Input

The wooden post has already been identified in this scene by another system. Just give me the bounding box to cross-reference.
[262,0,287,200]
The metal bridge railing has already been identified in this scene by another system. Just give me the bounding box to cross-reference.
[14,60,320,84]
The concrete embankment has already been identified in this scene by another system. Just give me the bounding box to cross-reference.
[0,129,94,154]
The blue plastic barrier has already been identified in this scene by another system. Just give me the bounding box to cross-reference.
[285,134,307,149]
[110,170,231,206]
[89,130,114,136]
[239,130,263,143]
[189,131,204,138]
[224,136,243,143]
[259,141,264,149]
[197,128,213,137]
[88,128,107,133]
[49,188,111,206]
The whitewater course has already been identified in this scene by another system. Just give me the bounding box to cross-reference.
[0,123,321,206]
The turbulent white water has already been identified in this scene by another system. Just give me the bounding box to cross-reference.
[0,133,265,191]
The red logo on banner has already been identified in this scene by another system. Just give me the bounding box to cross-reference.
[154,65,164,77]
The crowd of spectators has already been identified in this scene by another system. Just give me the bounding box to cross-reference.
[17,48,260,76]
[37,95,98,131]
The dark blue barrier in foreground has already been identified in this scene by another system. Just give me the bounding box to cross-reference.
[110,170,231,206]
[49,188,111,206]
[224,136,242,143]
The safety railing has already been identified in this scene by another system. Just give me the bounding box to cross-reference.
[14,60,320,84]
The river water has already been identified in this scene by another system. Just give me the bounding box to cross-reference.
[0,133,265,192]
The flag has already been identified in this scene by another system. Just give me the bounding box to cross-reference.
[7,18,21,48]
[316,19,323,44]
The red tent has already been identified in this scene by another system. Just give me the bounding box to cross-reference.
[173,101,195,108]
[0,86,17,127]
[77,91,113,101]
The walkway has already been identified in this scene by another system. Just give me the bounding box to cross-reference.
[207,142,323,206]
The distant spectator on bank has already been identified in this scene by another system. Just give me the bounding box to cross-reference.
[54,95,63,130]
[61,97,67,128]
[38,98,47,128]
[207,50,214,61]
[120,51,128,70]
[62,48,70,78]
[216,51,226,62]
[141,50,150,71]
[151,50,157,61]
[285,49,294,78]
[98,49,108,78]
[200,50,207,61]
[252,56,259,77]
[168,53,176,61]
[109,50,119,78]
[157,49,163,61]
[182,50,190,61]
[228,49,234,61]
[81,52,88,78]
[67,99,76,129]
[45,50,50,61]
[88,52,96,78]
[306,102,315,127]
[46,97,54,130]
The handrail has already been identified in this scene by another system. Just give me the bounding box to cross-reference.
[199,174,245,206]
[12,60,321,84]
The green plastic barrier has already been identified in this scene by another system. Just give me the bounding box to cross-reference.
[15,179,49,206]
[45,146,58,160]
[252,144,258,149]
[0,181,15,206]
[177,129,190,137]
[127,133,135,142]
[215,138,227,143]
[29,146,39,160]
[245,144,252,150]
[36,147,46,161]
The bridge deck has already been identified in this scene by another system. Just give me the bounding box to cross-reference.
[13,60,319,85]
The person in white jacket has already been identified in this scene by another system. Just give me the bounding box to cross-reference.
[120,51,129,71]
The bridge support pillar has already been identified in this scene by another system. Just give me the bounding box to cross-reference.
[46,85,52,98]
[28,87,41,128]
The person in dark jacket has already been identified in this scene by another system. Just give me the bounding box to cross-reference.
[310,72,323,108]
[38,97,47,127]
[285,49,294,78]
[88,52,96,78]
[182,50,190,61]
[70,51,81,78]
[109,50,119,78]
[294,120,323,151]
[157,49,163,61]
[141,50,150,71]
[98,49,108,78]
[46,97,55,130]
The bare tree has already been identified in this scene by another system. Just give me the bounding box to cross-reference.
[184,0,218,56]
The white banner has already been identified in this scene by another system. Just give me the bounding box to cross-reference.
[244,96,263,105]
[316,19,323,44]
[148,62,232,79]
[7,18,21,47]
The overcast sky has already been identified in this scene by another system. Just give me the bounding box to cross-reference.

Exercise prompt
I'd like the records returned exactly as they were written, please.

Written response
The wooden post has already been identified in this scene by another system. Just give me the bounding box to cross-reference.
[262,0,287,200]
The metal bridge railing has already been identified in this scene by another system. Just give me the bounding box to cross-reference.
[14,60,320,84]
The concrete embankment has already been identified in this scene by another system. Just give me the bounding box to cross-reference.
[0,129,94,154]
The blue plastic barrier has already been identified in this scene by another system. Just give me the bounding box to cross-reference.
[285,134,307,149]
[110,170,231,206]
[89,130,114,136]
[239,130,263,143]
[189,131,204,138]
[224,136,243,143]
[259,141,264,149]
[197,128,213,137]
[88,128,107,133]
[49,188,111,206]
The whitewater course has already been identified in this scene by another system. Just give me the bounding box to cross-reference.
[0,123,321,206]
The turbulent white water has already been identified in this scene by another system. Just give me the bounding box to cross-reference.
[0,133,265,191]
The red logo on banner has already been identified in this scene by another system. Just give me the bounding box to cross-reference.
[154,65,164,77]
The crowd of spectators has already been identified in this scene by another system. Just give me the bounding box to cross-reference.
[17,48,260,76]
[37,95,98,131]
The dark blue barrier in foreground has already been identified in this scene by another system. Just give me the bounding box to cross-reference.
[110,170,231,206]
[49,188,111,206]
[224,136,242,143]
The safety railing has already been identified in this scene by another system. Just give me the bounding box to cross-reference.
[14,60,320,84]
The river water has already been identified in this scene by another system. Just give me the bounding box to cross-reference.
[0,133,265,192]
The flag has already been identified in this scene by another system. Just give me the bounding box to cross-reference.
[7,18,21,48]
[316,19,323,44]
The red tent has already been identified in this scene by another system. Just give me the bounding box to cross-reference.
[173,101,195,108]
[0,86,17,127]
[77,91,113,101]
The walkway has already been identified in this scene by another system. Just give me the bounding box to cross-reference.
[207,142,323,206]
The distant spectator on bank has already been identified in this scene by another system. Just give me the bounding box to cross-reference.
[54,95,63,130]
[61,97,67,128]
[38,98,47,128]
[207,50,214,61]
[120,51,128,70]
[62,48,70,78]
[216,51,226,62]
[141,50,150,71]
[151,50,157,61]
[285,49,294,78]
[98,49,108,78]
[200,50,207,61]
[252,56,259,77]
[168,53,176,61]
[109,50,119,78]
[157,49,163,61]
[182,50,190,61]
[228,49,234,61]
[81,52,88,78]
[67,99,76,129]
[45,50,50,61]
[88,52,96,78]
[306,102,315,127]
[46,97,54,130]
The handrail has already been identified in this scene by another system. Just give me the bounding box to cross-reference.
[199,174,245,206]
[12,60,321,84]
The green plastic barrier has already been identified in this scene by another system. Just give me the bounding box to cross-reference.
[15,179,49,206]
[45,146,58,160]
[252,144,258,149]
[0,181,15,206]
[177,129,190,137]
[127,133,135,142]
[215,138,227,143]
[29,146,39,160]
[245,144,252,150]
[36,147,46,161]
The bridge deck has already been identified in this scene by another system. Just give me the bounding box to cross-reference.
[13,60,319,85]
The person in white jacket has already been identified in this scene by another system. Just give me the bounding box to cross-reference.
[120,51,129,71]
The bridge support pillar has already been identified in this scene by another system. Just give me the bounding box to cross-reference.
[46,85,52,98]
[28,87,41,128]
The person in dark jacket has already been identified in this scene by another system. Just give me the bounding box to cross-reference.
[310,72,323,108]
[38,97,47,127]
[285,49,294,78]
[88,52,96,78]
[182,50,190,61]
[70,51,81,78]
[109,50,119,78]
[294,120,323,151]
[157,49,163,61]
[141,50,150,71]
[98,49,108,78]
[46,97,55,130]
The bare tree has already been identified in this scene by another system. Just give me the bounding box to cross-reference.
[184,0,218,56]
The white banner has already been identified in this scene by another system. Just give me the bounding box to cross-reference.
[244,96,263,105]
[316,19,323,44]
[148,62,232,79]
[7,18,21,47]
The overcast sky has already been identified in this scene by another system. Just give me the bounding box to cross-reference.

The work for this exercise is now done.